**Tasks and exercises**
1. Rewrite the radio program description between "We build on" and "versus bad guys.", inclusive, replacing "deception" with "secrecy".
2. Answer these questions using the radio program description:
(a) Who gives the introduction to the talk?
(b) About how long does Scarry's talk last?
(c) In what year did Richard Nixon make the quoted remark to reporters?

**Text excerpt**
******************************
Robin Upton | 09.06.2015 16:01 | Anti-Nuclear | Anti-militarism | Technology | Sheffield | World

Power "too cheap to meter" offered humanity a whole lot of control, but that hardly describes what the plutonium industry actually delivered. Our continuing examination of the failing culture of control looks an aspect more serious than climate change - the nuclear power/weapons complex. Our first hour focuses on the close connection between the refinement of the technology of murder and the concomitant degradation of the deliberative process of waging war. Our second hour examines the intimate connections between nuclear war and nuclear power and between the privatization of the nuclear weapons establishment and the abandonment of any kind of effective oversight. The disturbing combination of a nuclear complex beyond government control and a commercially-controlled media which refuses to address the issue will be all too familiar to students of Deep Politics.

ug709-hour1mix.mp3 - mp3 27M

ug709-hour2mix.mp3 - mp3 27M


We build on episode 708, looking this time at the consequences of the collective decision, as happened in the Cold War that no amount of force was too extreme for "us" to use on "them". This deeper aspects of this decision were not understood as the cold war kicked off, mired as it was in deception and buttressed by an overwhelming narrative of good guys versus bad guys.

Our first speaker is Harvard Professor Elaine Scarry whose recent book "Thermonuclear Monarchy - Choosing Between Democracy and Doom" highlights the contradictions between the nominally democratic structure of the US state and its the increasingly dictatorial fashion in which it has been waging war as nuclear weapon technology has been developed. Her thought provoking January 2015 talk is intended to give peace activists food for thought, as she argues that nuclear weapons are fundamentally incompatible with two points of the US constitution. Should the President of The United States have the exterminate humanity by letting off nuclear weapons? Why is Obama committed to expanding this complex and what pretexts could possibly be used to try to justify the nuclear complex - arguably more dangerous and demonstrably more expensive than ever? Scarry's talk lasts around 50 minutes and was slightly edited to remove hesitations and misspeakings. The introduction, by Maria Gilardin, picks up on a remark of Richard Nixon to reporters in 1974: "I can go into my office and pick up the telephone, and in 25 minutes, 70 million people will be dead".
******************************
Natural language region descriptions
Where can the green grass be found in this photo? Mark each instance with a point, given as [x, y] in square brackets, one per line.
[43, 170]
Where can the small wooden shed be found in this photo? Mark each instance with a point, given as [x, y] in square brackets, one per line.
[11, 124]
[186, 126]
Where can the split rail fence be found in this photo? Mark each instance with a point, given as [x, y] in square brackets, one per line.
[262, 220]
******************************
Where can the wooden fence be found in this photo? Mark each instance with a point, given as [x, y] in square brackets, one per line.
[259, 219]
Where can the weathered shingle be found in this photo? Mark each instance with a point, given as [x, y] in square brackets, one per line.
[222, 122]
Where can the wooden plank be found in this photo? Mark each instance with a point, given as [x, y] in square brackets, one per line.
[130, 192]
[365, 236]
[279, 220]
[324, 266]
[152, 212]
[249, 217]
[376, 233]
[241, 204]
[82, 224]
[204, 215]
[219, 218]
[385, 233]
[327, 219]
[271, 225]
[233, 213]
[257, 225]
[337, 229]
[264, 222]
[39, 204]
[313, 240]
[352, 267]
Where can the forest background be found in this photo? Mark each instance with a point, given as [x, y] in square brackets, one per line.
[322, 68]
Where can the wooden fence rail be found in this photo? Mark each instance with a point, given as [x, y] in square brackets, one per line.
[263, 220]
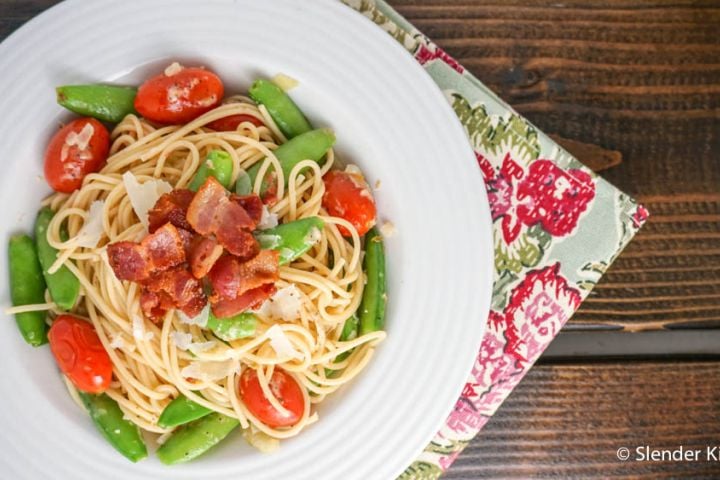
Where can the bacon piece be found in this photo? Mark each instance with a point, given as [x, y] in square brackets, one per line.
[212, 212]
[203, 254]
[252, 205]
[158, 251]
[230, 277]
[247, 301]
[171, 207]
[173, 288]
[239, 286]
******************************
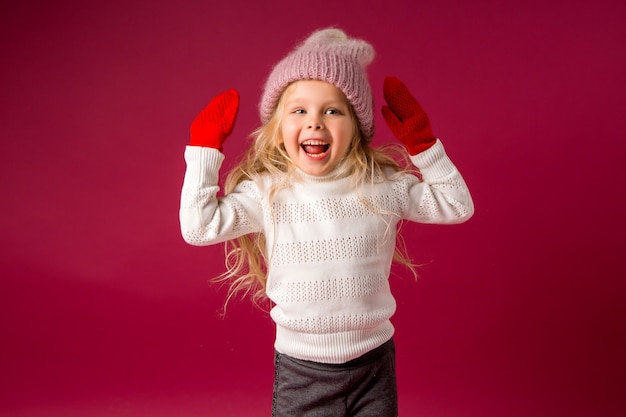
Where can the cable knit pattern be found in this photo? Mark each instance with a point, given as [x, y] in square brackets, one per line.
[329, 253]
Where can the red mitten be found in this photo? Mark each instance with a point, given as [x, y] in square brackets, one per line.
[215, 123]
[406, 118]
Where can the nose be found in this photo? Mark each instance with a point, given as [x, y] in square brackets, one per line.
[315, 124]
******************************
**Expected outputs**
1.
We build on episode 708, looking this time at the consequences of the collective decision, as happened in the Cold War that no amount of force was too extreme for "us" to use on "them". This deeper aspects of this decision were not understood as the cold war kicked off, mired as it was in secrecy and buttressed by an overwhelming narrative of good guys versus bad guys.

2.
(a) Maria Gilardin
(b) Around 50 minutes
(c) 1974